> The tasks:
[1] In the blade assembly passage, what is the purpose of the first opening 114 and the second opening 124?
[2] Repeat word for word the portion of the blade assembly passage starting with "In this example, multiple" and going on through "blade assembly 100.".

> Text segment:
## Start
As shown in FIGS. 2 and 3, a fixing plate 180 is mounted on the lower side of the first blade 110, and a first screw 181 passes through a positioning portion 310 of the transmission mechanism 300 in the housing 200, a first positioning hole 111 of the first blade 110, a second positioning hole 121 of the second blade 120, a third positioning hole 131 of the spacer 130, and a fourth positioning hole 141 of the blade support 140 in sequence and is finally fastened by a first nut 183.

As shown in FIG. 3, a second screw 182 passes through the positioning portion 310 of the transmission mechanism 300 in the housing 200, a fifth positioning hole 112 of the first blade 110, a sixth positioning hole 122 of the second blade 120, a seventh positioning hole 132 of the spacer 130, and an eighth positioning hole 142 of the blade support 140 in sequence and is finally fastened by a second nut 184.

In this example, multiple third screws 170 and multiple third bolts 160 connect portions of the first blade 110, the second blade 120, the spacer 130, and the blade support 140 exposed out of the housing 200. A third screw 170 passes through a first blade hole 113 of the first blade 110, a second blade hole 123 of the second blade 120, a third opening 133 of the spacer 130, and a fourth hole 143 of the blade support 140 and then mates with a third bolt 160.

The first blade 110 includes a first opening 114 and the second blade includes a second opening 124. In this example, the first opening 114 and the second opening 124 are disposed to reduce the weight of the blade assembly 100.
## End
A run of records
## Start
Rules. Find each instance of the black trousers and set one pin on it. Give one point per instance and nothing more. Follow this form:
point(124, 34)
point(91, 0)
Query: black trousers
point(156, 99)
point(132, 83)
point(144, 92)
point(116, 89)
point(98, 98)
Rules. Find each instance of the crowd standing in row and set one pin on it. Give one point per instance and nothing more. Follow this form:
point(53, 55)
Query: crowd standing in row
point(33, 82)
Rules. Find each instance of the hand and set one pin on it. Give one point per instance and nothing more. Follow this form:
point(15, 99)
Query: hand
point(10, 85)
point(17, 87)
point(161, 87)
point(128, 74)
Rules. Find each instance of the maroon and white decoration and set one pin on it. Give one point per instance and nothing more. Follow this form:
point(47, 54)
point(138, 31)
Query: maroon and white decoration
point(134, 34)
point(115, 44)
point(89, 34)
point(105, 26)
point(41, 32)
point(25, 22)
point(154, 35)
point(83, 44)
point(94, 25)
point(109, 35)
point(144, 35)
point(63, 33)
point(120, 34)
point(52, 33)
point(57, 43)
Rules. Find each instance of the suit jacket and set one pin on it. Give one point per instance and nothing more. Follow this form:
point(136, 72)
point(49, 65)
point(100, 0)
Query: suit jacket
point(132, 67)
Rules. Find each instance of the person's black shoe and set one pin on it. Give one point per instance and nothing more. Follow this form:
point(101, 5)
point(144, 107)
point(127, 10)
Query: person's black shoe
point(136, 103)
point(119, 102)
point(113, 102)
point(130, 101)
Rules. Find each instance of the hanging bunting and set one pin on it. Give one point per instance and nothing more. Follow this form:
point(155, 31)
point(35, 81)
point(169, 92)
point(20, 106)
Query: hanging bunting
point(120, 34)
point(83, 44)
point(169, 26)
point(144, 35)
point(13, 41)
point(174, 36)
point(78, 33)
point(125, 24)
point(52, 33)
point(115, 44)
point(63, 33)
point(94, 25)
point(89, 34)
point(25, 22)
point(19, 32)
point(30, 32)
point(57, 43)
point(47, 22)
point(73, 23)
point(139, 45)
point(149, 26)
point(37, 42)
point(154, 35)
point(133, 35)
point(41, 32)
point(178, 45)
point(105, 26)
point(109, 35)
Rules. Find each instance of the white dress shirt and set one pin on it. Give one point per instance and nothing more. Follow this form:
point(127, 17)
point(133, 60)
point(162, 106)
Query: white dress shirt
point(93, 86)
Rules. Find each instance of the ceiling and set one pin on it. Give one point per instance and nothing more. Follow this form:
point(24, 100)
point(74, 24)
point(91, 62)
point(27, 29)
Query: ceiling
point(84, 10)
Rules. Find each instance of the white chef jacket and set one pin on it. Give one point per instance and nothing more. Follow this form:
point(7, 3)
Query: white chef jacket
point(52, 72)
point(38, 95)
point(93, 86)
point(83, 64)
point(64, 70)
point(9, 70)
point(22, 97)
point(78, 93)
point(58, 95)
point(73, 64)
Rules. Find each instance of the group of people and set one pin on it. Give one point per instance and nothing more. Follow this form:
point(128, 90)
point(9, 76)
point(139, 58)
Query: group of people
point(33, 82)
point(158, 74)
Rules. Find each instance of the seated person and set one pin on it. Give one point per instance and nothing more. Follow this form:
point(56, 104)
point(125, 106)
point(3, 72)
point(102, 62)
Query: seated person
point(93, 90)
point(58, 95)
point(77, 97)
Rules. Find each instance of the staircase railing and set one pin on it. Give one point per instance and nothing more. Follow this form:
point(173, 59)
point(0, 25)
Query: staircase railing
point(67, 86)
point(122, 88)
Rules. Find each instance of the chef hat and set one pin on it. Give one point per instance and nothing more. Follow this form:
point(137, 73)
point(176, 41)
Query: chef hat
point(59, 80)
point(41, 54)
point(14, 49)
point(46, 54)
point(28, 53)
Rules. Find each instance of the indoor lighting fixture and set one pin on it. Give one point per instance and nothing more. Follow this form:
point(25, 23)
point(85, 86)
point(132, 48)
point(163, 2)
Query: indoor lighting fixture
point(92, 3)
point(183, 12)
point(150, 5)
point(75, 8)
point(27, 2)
## End
> The results:
[1] They reduce the weight of the blade assembly 100.

[2]
In this example, multiple third screws 170 and multiple third bolts 160 connect portions of the first blade 110, the second blade 120, the spacer 130, and the blade support 140 exposed out of the housing 200. A third screw 170 passes through a first blade hole 113 of the first blade 110, a second blade hole 123 of the second blade 120, a third opening 133 of the spacer 130, and a fourth hole 143 of the blade support 140 and then mates with a third bolt 160.

The first blade 110 includes a first opening 114 and the second blade includes a second opening 124. In this example, the first opening 114 and the second opening 124 are disposed to reduce the weight of the blade assembly 100.